Cites one contemporary analyst “It’s all planned out, every year, we harvest a new crop of students who are under tremendous pressure to do as well, or better then, their parents. Once graduated, depending on their program, they may only find work at the University itself. Because of lack of competition in the working world, they have no choice but to have us or one of our sister institutions, as their employer. Then we can treat them however terribly we decide, with little to no consequence.”
“It’s inspiring how many tops there are to skim off of,” boasts Temporary Foreign Arts Dean Dr. Janet Tempchair, “Recently, we’re proud to announce new adjustments in our world-renowned library system. After all, libraries are the laboratories of the humanists.” New efficient processes include compound-interest applied hourly to delinquent library loans, allowing for maximum tracking and penalizing. A week overdue copy of The Communist Manifesto – a book of which the institution owns hundreds – will cost roughly $19, which is a deep discount when compared to the $40 it will cost to park your car near the library.”

# Information given:
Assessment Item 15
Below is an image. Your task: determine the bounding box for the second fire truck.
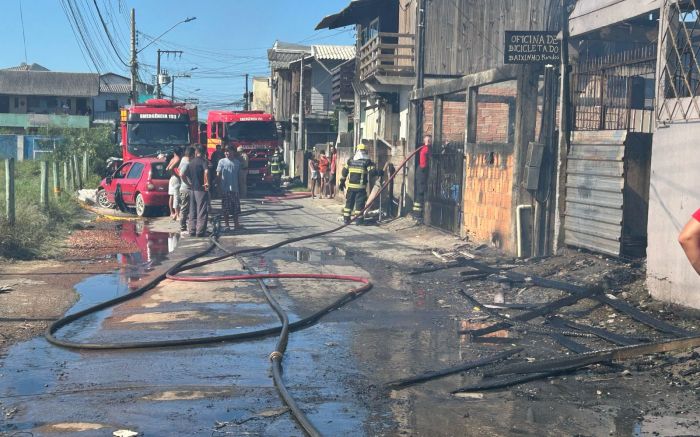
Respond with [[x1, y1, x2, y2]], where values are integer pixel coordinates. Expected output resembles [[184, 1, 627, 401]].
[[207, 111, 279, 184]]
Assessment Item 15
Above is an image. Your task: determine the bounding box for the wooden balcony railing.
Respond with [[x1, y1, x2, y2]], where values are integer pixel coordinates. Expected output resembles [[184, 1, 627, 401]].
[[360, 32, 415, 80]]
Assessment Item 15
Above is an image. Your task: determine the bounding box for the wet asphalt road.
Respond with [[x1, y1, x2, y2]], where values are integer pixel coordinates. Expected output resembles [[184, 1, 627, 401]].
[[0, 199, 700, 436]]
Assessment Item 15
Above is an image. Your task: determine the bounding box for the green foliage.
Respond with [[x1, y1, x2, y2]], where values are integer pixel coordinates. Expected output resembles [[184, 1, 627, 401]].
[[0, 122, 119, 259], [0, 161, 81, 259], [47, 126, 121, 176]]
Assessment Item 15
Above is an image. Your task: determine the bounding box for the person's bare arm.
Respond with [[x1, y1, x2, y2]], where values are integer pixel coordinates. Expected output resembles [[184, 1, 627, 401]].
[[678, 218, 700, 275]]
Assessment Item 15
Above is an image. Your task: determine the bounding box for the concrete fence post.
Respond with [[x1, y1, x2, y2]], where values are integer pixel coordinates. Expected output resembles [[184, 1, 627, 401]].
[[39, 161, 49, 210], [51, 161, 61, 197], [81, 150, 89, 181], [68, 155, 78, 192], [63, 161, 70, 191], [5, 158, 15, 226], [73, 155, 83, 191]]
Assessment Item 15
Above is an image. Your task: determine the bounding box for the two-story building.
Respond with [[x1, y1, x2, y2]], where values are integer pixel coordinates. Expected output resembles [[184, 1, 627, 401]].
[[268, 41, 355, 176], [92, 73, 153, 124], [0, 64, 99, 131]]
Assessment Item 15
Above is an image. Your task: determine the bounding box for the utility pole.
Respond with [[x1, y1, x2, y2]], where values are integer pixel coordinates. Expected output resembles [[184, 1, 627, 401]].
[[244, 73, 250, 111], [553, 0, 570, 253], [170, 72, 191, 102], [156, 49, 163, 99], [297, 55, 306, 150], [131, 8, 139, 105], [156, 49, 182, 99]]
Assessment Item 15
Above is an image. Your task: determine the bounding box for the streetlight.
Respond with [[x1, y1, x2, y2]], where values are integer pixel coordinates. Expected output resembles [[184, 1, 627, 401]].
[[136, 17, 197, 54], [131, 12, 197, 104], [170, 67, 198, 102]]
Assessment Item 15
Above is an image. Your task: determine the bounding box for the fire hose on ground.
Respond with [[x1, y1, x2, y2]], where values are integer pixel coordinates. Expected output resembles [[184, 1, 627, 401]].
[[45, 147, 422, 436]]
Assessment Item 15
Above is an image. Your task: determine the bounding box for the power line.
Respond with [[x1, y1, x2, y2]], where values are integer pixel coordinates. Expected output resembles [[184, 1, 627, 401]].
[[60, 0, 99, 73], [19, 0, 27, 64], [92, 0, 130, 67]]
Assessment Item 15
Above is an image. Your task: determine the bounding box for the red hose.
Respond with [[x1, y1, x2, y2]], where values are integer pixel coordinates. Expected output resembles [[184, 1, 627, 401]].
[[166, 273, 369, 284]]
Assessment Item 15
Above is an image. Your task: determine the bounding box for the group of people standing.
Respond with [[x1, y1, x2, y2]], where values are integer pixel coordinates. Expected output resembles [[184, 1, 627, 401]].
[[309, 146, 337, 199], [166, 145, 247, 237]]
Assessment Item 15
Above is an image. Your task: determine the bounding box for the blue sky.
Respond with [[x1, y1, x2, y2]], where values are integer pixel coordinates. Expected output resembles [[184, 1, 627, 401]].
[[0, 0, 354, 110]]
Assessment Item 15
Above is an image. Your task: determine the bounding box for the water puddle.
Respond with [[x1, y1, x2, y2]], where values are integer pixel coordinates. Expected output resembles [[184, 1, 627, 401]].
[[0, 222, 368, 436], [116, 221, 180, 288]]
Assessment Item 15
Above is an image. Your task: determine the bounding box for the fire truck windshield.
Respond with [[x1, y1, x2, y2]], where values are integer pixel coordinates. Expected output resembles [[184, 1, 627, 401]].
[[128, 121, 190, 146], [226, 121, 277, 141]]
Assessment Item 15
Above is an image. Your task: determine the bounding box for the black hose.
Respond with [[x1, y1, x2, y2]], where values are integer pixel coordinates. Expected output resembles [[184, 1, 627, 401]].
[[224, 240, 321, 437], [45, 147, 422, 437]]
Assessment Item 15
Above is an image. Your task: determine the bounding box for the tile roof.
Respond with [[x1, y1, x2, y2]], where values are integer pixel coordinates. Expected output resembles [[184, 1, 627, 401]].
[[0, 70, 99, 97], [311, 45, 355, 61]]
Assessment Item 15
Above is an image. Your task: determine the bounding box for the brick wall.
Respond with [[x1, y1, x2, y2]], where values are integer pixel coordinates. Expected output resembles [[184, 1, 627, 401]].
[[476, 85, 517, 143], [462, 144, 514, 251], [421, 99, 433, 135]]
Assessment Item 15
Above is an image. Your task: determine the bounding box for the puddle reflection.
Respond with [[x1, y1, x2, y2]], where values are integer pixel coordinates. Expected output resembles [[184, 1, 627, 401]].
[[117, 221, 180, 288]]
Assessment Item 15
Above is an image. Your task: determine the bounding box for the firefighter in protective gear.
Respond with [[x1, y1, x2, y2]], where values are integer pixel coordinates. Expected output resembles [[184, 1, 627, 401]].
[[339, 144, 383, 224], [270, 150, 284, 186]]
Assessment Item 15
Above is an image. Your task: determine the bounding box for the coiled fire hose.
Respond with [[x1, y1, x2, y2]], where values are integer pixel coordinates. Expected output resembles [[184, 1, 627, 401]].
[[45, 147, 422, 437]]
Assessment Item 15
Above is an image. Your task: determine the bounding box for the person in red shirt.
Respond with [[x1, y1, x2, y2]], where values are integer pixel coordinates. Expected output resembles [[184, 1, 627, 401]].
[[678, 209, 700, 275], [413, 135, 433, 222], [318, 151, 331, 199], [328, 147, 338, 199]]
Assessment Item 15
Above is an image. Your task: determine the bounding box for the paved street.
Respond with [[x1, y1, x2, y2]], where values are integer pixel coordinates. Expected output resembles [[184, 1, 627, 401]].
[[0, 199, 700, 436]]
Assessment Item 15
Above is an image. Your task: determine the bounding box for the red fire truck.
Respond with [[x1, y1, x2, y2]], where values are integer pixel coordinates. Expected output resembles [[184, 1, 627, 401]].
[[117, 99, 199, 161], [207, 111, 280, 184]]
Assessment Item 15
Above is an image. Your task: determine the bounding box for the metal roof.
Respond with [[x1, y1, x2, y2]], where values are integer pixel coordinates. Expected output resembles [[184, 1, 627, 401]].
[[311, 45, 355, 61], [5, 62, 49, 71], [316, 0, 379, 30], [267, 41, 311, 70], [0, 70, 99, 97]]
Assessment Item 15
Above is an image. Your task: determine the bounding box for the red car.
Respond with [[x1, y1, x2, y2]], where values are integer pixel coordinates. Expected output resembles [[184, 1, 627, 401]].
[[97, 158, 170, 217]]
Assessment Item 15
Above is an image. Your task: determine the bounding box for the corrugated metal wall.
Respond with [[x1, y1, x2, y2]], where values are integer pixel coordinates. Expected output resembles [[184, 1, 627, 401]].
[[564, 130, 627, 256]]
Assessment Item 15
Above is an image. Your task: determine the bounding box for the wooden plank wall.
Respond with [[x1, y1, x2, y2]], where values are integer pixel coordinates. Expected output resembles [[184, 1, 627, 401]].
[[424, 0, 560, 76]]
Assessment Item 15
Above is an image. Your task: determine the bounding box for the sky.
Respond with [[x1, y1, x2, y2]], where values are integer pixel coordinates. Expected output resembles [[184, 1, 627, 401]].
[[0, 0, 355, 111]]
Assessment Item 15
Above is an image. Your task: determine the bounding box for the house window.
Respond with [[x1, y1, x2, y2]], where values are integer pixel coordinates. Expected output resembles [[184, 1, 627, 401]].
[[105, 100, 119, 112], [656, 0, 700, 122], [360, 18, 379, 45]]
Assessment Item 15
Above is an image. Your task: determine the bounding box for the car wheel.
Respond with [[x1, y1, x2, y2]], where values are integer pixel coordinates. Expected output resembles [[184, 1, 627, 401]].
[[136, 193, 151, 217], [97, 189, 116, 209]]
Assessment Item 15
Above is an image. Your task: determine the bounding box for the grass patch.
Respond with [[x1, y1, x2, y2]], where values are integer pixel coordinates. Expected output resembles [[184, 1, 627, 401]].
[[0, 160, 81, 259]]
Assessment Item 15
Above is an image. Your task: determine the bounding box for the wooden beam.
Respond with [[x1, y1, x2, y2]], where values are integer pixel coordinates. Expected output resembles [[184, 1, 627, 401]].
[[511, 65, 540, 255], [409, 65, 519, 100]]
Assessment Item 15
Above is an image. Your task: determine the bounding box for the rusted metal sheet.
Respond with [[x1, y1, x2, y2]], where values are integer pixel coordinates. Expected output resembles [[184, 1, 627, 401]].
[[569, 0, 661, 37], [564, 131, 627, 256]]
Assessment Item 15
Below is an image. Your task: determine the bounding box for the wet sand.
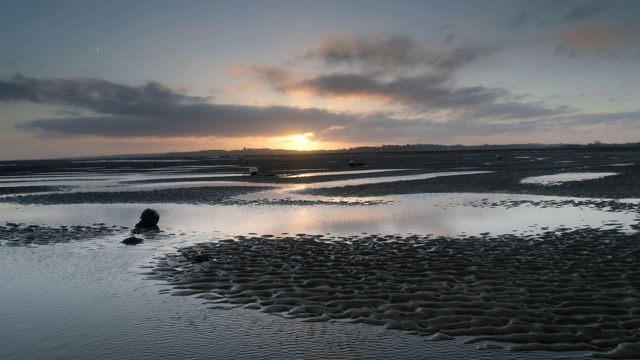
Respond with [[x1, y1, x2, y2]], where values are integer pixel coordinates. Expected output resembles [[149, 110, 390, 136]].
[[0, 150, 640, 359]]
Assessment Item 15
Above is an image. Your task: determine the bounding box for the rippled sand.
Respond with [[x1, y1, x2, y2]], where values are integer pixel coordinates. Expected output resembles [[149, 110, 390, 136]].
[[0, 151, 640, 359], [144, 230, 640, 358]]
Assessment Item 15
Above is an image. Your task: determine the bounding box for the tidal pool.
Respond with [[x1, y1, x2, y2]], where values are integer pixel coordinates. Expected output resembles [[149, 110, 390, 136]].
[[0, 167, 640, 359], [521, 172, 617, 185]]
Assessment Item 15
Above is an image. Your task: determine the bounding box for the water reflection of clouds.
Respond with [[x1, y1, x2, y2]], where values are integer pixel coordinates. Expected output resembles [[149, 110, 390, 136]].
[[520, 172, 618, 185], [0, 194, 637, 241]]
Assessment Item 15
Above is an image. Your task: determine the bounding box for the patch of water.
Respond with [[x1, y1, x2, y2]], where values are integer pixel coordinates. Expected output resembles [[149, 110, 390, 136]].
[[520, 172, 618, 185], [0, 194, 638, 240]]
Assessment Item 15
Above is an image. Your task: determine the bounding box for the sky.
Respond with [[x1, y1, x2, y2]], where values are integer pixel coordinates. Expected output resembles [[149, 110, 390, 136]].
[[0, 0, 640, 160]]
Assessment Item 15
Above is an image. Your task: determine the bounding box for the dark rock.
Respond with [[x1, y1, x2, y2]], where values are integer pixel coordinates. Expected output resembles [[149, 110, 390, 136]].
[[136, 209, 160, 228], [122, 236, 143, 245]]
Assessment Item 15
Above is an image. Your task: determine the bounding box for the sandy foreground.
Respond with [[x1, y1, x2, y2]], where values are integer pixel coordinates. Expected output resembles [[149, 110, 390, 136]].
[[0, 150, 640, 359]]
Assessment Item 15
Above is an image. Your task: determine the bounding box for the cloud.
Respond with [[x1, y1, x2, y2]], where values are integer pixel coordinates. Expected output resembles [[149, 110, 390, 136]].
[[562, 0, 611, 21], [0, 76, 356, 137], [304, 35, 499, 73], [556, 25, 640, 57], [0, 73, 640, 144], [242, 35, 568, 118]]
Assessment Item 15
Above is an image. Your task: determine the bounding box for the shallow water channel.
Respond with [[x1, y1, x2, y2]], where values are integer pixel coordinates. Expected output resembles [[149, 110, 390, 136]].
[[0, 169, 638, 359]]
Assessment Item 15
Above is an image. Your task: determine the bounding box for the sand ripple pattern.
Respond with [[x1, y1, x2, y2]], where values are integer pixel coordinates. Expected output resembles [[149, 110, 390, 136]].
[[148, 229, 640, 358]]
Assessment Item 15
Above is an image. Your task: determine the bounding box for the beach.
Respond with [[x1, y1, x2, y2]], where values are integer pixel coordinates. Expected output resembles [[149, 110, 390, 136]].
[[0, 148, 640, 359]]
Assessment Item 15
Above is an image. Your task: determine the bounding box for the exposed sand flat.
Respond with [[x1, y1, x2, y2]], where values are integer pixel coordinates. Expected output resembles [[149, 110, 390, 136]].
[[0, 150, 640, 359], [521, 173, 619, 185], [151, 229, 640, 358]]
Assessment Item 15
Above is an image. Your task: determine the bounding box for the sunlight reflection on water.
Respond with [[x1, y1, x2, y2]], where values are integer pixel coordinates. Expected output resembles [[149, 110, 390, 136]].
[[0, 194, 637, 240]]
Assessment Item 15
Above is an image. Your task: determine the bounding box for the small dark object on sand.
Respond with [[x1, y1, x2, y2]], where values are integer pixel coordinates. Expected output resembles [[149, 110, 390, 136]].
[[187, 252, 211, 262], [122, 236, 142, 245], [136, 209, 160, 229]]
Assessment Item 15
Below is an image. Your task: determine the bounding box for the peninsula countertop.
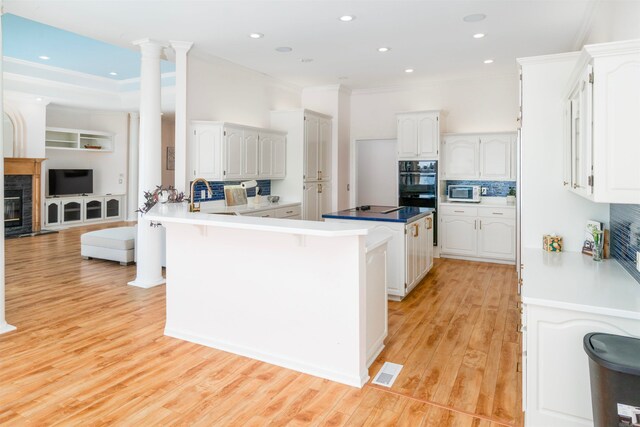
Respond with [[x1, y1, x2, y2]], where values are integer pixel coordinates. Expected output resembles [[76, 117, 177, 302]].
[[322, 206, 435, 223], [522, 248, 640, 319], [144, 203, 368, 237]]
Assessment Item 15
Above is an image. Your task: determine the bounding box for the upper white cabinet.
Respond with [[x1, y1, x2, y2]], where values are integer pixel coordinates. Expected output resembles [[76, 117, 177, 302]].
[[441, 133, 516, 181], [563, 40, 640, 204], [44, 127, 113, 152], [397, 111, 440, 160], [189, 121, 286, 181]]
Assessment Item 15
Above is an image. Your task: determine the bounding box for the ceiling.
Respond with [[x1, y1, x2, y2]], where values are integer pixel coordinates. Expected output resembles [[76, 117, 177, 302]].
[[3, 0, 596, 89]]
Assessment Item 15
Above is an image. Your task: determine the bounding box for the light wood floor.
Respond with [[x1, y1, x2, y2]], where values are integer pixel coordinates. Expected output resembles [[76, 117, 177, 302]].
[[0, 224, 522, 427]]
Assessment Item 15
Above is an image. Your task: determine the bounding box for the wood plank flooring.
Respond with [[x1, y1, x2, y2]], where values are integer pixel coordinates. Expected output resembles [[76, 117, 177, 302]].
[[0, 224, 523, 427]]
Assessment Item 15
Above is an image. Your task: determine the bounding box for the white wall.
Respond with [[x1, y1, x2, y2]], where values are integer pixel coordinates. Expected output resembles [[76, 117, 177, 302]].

# Short problem 1:
Rewrite the rows from the first one through the line containing "126, 121, 176]]", substituting "enclosing box" for "bounding box" and changing nothing else. Leave the pictures out.
# Short problem 2:
Carry on the satirical piece about the university's treatment of students and its library fines, picking up after its last sentence.

# Answer 1:
Assessment Item 15
Below is an image. Your task: determine the enclosing box for the second fire truck.
Respond with [[x1, y1, x2, y2]], where values are integer pixel coordinates. Expected output resembles [[184, 1, 627, 401]].
[[207, 111, 279, 184]]
Assessment Item 15
Above is an image. Your task: determine the enclosing box for the wooden balcony railing.
Respond with [[x1, y1, x2, y2]], where values are integer pixel coordinates. Expected output resembles [[184, 1, 627, 401]].
[[360, 32, 415, 80]]
Assessment Item 15
Above is an image. Your task: determine the enclosing box for the wet asphalt road.
Respond with [[x1, y1, x2, y2]], where values are integer pixel coordinates. Expected output resembles [[184, 1, 627, 401]].
[[0, 199, 700, 436]]
Assessment Item 15
Above is an image. Your task: determine the enclosing box for the green foliage.
Respond with [[x1, y1, x2, y2]], where values are integer pixel coordinates. Expected output resembles [[184, 1, 627, 401]].
[[0, 122, 119, 259], [0, 161, 81, 259], [47, 126, 121, 176]]

# Answer 2:
“Again, it’s beautifully planned out. If not, then their next logical choice (using university logic) is to take more school, such as a Masters, PH D, or an Education degree, which provides us with even more students to which we pay our expanding and questionable bills with. On top of that, some of the actual content of the education that we provided is so lofty and unrealistic that it breeds a certain type of useless that many future employers shy away from. This creates the subject to wonder if the problem is not that they don’t have right education, but enough education. Teachers teaching teachers. Its a glorious positive feedback loop, all the U of A has to do is sit back, watch the institution feed itself, and wonder why the critically thinking skills being taught to students in the lecture halls are not being applied to the way we do business with them. Ha ha, beautiful, simply magic.”
This system of bilking the highest bidder means that many young adults are left in the dust when the family well is dried-up. One Edmonton grad, who has yet to take to the highway system in any direction towards a lower cost of living, cautions the University’s prospective customers, “Watch the cost of your program. There’s a difference between paying for overhead investment and paying for a vanity press. If you have to pay somebody thirty thousand dollars to hear you spit off ideas about contemporary video installation art, chances are, they don’t give a rat’s ass. And watch out for the third year ‘existentialist nightmare cliff’, when you realize you’re being taken for a ride, but you’re in too deep to quit without embarrassing your folks at the next family Thanksgiving.”